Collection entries
--- START ---

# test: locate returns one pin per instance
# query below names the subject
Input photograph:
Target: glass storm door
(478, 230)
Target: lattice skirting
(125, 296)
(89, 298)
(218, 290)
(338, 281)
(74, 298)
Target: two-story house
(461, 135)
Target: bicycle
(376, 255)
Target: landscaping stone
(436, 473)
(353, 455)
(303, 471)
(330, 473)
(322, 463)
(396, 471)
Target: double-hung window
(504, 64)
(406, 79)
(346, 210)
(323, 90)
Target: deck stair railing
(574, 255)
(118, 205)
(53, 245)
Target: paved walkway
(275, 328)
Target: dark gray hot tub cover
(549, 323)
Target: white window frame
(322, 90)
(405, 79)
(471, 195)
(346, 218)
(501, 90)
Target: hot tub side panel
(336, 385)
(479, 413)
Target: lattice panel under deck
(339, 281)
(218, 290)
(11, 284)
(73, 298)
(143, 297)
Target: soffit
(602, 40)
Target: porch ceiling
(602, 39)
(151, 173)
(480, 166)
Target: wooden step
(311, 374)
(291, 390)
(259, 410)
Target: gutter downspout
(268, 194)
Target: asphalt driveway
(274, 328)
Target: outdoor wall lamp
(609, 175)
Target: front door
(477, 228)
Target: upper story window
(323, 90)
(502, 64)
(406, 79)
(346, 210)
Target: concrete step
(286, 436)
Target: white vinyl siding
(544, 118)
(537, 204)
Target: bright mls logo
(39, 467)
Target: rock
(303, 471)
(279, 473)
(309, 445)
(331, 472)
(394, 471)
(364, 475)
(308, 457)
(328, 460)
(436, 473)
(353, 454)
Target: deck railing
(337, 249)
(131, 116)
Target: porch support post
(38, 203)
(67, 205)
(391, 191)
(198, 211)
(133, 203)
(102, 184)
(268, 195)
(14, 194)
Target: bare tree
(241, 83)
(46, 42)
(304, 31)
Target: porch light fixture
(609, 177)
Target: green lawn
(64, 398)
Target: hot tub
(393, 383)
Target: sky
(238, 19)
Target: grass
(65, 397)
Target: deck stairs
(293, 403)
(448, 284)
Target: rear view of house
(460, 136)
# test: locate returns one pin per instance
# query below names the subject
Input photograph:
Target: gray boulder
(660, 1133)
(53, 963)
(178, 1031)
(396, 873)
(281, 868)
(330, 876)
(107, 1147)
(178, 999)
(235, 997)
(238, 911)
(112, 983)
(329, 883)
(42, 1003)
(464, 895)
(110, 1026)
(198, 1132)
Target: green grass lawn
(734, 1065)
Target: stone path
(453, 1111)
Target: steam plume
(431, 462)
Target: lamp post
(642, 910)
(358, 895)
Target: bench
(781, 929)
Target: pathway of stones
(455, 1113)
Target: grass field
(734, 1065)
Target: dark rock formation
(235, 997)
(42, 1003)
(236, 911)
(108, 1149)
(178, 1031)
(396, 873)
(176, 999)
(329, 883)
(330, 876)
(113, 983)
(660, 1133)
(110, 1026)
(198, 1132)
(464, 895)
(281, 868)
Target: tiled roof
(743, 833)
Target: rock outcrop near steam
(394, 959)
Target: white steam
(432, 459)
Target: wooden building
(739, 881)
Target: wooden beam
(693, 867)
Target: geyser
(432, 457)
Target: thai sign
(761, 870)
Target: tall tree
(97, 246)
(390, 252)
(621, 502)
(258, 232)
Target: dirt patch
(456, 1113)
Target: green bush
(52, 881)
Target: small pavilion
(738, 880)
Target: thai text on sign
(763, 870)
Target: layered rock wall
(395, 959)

--- END ---

WHAT YOU SHOULD DO.
Recopy the entries above exactly, with every line included.

ANSWER BELOW.
# test: locate returns one pin per instance
# query below names the subject
Input photograph:
Target: glass storm door
(478, 230)
Target: lattice skirting
(125, 296)
(89, 298)
(218, 290)
(338, 281)
(74, 298)
Target: two-story house
(461, 135)
Target: bicycle
(376, 255)
Target: landscaping stone
(436, 473)
(353, 455)
(303, 471)
(330, 473)
(322, 463)
(396, 471)
Target: double-hung window
(504, 64)
(406, 79)
(346, 210)
(323, 90)
Target: deck stair railing
(574, 255)
(118, 205)
(53, 245)
Target: paved walkway
(275, 328)
Target: dark gray hot tub cover
(549, 323)
Target: white window frame
(322, 90)
(405, 79)
(471, 195)
(346, 218)
(501, 90)
Target: hot tub side panel
(336, 385)
(479, 413)
Target: lattice panel under deck
(339, 281)
(218, 290)
(11, 284)
(73, 298)
(143, 297)
Target: soffit
(602, 40)
Target: porch ceiling
(602, 39)
(151, 173)
(480, 166)
Target: wooden step
(311, 374)
(291, 390)
(259, 410)
Target: gutter downspout
(268, 194)
Target: asphalt driveway
(274, 328)
Target: outdoor wall lamp
(609, 175)
Target: front door
(477, 228)
Target: upper story window
(323, 90)
(502, 64)
(406, 79)
(346, 210)
Target: concrete step
(286, 436)
Target: white vinyl siding
(544, 118)
(537, 204)
Target: bright mls logo
(39, 467)
Target: rock
(303, 471)
(279, 473)
(309, 445)
(331, 472)
(394, 471)
(364, 475)
(308, 457)
(328, 460)
(436, 473)
(353, 454)
Target: deck railing
(337, 249)
(131, 116)
Target: porch support post
(38, 203)
(67, 205)
(391, 191)
(198, 211)
(133, 203)
(102, 184)
(268, 195)
(14, 194)
Target: bare tree
(241, 83)
(46, 42)
(304, 31)
Target: porch light fixture
(609, 177)
Target: green lawn
(64, 398)
Target: hot tub
(393, 383)
Target: sky
(238, 19)
Target: grass
(65, 397)
Target: deck stairs
(293, 403)
(448, 284)
Target: rear view of house
(460, 136)
# test: locate returns one pin per instance
# query below names the subject
Input photograph:
Target: gray boulder
(660, 1133)
(53, 963)
(178, 1031)
(396, 873)
(281, 868)
(330, 876)
(107, 1147)
(178, 999)
(235, 997)
(238, 911)
(112, 983)
(329, 883)
(42, 1003)
(464, 895)
(110, 1026)
(198, 1132)
Target: green grass lawn
(734, 1065)
Target: stone path
(453, 1111)
Target: steam plume
(431, 462)
Target: lamp post
(642, 910)
(358, 895)
Target: bench
(781, 929)
Target: pathway of stones
(455, 1113)
Target: grass field
(734, 1065)
Target: dark rock formation
(235, 997)
(42, 1003)
(236, 911)
(108, 1149)
(178, 1031)
(396, 873)
(176, 999)
(329, 883)
(330, 876)
(113, 983)
(660, 1133)
(110, 1026)
(198, 1132)
(464, 895)
(281, 868)
Target: tiled roof
(743, 833)
Target: rock outcrop near steam
(394, 959)
Target: white steam
(432, 459)
Target: wooden building
(739, 881)
Target: wooden beam
(693, 867)
Target: geyser
(432, 457)
Target: thai sign
(761, 870)
Target: tall tree
(97, 246)
(390, 252)
(621, 502)
(258, 232)
Target: dirt patch
(456, 1113)
Target: green bush
(52, 881)
Target: small pavilion
(738, 880)
Target: thai text on sign
(763, 870)
Target: layered rock wall
(395, 959)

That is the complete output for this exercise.